• _PROBLEM_
For each line of the data below, copy it if it holds the word "kayak".

___ THE DATA

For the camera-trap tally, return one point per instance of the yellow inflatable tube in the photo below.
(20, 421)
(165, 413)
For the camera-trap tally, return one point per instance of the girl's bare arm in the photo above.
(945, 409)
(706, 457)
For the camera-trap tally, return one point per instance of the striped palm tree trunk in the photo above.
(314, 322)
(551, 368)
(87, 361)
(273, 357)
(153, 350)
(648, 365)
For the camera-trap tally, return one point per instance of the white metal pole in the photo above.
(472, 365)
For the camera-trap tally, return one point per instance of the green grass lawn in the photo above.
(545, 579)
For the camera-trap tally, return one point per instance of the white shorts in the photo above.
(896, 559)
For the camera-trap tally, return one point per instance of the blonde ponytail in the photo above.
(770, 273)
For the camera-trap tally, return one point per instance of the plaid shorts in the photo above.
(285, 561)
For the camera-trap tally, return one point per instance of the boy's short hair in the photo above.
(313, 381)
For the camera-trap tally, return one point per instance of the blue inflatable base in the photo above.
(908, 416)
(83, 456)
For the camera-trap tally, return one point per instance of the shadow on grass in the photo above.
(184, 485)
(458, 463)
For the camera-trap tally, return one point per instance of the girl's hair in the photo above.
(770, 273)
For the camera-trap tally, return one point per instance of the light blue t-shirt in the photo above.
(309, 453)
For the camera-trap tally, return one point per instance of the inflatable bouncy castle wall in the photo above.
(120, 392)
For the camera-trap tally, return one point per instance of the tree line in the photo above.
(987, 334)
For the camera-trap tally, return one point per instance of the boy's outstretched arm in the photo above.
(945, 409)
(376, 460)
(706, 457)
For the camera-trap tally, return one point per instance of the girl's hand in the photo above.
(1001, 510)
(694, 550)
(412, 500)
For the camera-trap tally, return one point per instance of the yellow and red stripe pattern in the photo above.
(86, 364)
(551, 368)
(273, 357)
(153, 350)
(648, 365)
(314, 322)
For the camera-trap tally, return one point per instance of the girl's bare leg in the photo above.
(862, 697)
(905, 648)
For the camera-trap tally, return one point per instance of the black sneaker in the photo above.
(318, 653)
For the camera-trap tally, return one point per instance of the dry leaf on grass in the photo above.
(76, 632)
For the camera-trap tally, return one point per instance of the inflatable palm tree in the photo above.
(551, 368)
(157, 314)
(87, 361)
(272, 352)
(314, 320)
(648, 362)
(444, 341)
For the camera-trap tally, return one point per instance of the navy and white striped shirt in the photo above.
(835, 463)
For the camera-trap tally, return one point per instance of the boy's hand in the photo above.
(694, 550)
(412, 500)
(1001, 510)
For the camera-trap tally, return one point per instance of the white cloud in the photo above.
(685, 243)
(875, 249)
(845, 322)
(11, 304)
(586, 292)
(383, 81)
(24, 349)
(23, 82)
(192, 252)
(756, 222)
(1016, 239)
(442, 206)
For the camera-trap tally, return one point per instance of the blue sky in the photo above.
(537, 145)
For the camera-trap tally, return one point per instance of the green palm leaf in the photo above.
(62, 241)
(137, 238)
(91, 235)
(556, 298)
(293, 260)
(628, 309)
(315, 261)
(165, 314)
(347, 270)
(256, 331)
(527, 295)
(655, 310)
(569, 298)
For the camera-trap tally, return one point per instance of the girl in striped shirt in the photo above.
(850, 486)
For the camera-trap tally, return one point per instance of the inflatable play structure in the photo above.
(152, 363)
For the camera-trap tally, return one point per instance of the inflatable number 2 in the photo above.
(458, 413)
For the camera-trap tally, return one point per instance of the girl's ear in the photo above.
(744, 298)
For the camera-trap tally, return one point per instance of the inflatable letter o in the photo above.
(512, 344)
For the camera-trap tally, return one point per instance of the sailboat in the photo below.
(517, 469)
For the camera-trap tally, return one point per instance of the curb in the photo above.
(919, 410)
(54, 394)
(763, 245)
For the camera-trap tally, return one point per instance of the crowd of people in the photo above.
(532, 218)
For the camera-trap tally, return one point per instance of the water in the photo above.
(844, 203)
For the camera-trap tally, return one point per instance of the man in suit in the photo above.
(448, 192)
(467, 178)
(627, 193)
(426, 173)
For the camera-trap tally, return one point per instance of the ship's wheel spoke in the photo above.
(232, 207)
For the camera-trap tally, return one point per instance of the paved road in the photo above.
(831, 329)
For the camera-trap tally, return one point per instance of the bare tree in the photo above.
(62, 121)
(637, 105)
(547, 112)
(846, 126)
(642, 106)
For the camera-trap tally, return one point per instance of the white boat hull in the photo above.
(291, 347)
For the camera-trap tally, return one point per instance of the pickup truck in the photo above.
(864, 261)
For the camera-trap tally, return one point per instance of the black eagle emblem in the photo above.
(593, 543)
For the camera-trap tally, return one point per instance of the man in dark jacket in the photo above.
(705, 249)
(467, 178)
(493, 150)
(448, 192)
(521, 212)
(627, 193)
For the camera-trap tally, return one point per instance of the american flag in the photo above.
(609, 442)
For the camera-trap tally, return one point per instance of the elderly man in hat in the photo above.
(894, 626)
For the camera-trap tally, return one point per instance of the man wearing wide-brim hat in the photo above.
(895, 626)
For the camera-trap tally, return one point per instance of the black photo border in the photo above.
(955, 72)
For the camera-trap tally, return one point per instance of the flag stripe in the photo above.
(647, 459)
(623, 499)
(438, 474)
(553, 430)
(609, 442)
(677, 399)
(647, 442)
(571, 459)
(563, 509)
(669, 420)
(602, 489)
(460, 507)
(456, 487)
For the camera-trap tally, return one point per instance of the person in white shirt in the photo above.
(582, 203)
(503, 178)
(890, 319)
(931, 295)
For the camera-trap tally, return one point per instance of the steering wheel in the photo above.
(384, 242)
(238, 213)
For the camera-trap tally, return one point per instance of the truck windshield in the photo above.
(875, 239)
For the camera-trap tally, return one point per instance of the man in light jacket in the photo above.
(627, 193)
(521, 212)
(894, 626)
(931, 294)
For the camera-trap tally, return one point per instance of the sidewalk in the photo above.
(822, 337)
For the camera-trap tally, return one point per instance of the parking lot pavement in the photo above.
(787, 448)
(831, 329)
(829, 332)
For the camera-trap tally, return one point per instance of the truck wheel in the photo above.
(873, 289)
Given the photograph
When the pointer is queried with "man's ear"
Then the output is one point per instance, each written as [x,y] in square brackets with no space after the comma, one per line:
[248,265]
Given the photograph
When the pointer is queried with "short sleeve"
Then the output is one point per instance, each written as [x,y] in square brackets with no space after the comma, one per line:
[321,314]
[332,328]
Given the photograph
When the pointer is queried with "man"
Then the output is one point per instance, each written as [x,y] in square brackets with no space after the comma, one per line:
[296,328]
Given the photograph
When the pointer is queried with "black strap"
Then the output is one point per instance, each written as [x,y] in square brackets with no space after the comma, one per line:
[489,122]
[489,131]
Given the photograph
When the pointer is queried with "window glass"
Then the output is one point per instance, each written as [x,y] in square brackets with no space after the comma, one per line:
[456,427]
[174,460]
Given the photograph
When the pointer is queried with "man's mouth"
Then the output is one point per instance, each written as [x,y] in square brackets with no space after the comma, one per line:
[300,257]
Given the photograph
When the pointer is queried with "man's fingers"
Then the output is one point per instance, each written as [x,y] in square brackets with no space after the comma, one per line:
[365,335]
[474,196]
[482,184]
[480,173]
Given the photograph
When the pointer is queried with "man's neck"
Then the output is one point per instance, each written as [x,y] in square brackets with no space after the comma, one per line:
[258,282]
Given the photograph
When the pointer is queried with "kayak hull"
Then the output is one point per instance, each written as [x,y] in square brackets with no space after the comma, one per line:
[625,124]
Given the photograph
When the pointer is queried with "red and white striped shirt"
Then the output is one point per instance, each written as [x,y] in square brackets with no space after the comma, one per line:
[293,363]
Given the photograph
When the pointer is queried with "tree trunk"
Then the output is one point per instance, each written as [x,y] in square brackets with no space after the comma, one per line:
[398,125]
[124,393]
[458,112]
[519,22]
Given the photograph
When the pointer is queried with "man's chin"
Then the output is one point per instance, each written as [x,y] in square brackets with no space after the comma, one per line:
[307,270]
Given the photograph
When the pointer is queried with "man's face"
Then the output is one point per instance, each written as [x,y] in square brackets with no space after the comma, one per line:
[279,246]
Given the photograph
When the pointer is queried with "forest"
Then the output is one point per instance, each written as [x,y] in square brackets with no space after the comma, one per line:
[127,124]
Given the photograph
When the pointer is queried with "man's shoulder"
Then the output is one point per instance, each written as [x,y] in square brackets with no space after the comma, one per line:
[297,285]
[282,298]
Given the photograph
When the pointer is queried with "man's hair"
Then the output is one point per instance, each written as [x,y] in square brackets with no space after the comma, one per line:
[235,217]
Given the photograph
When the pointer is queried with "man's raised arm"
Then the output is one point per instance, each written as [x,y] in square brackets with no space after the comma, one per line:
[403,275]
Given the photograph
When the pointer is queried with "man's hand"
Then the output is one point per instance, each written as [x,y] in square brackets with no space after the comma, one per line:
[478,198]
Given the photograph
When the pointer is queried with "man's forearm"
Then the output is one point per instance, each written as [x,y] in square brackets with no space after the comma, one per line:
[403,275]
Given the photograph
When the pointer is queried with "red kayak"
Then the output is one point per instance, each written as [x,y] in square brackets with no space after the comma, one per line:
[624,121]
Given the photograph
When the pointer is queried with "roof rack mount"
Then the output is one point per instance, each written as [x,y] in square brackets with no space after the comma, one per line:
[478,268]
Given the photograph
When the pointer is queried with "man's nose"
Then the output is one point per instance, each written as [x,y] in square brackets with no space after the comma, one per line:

______

• _SOLUTION TO THIS EXERCISE_
When the pointer is queried with "kayak hull"
When the pointer is queried with "red kayak"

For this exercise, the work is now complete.